- WHAT THE EXERCISE ASKS
Copy out, word for word, the stretch of the essay below from "Children would grow" through "you feel good?".
╭─ GIVEN PASSAGE
Last night I began looking, as I often do late in the evening, at photographs that had been taken months ago, a year ago, two years ago. We can do this so very easily now, what with Google Photos, Apple Photos, cloud storage systems that store our photos in perpetuity. There is something to be said about their storage of these photos, how they collect these memories, perhaps harvesting that data for purposes unclear. But this is not that.
No, what I realized looking at these photos, specifically the ones dating to January or February, was how my wife and child smiled in them — how they played, rather carelessly, in the videos that accompanied the pictures. I thought, looking back at them, that this was what life looked like before it all changed, before the virus came, before the cities went up in flames, before the poverty struck, and the deep-seated anger hidden inside of many revealed itself anew.
The world had gone mad in the months right afterward; looking back, you realized that nothing would ever be the same. Each day now, you heard talks about vaccines and therapeutics, testing. These were things that could help, you thought, and yet it all seemed so very far away. The vaccines were just around the corner, or so you believed — but they were not, because that’s just not how this particular narrative went.
Children would grow up under the specter of the virus, their learning and movement crippled by an inability to become close with any others, fearing contagion. Parties and social gatherings of any sort would come fraught with anxiety; again, for fear of contagion. Contagion became the thing that held sway in the back of your mind, forever and always. What could you do, provided you knew you would not get sick. Little, it seemed.
Politicians and government might have controlled it, this virus, though even that, you were not sure. In truth, they could only do very little; implement a testing program, produce ventilators, ask people to wear masks. Masks were a big thing, they could prevent a lot of spread. But even the masks, you wondered — are they really doing anything, or are they simply a tool to help you feel good?
There was a joy in those pictures, a joy which, today, I do not see. We are not unhappy, but we are not happy. We are a society that lives in fear.
╰─
╭─ INFORMATION SHOWN
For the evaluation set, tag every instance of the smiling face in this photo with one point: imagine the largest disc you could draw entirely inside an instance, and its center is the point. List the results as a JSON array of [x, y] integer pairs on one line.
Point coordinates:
╰─
- RESULT OF THE EXERCISE
Children would grow up under the specter of the virus, their learning and movement crippled by an inability to become close with any others, fearing contagion. Parties and social gatherings of any sort would come fraught with anxiety; again, for fear of contagion. Contagion became the thing that held sway in the back of your mind, forever and always. What could you do, provided you knew you would not get sick. Little, it seemed.
Politicians and government might have controlled it, this virus, though even that, you were not sure. In truth, they could only do very little; implement a testing program, produce ventilators, ask people to wear masks. Masks were a big thing, they could prevent a lot of spread. But even the masks, you wondered — are they really doing anything, or are they simply a tool to help you feel good?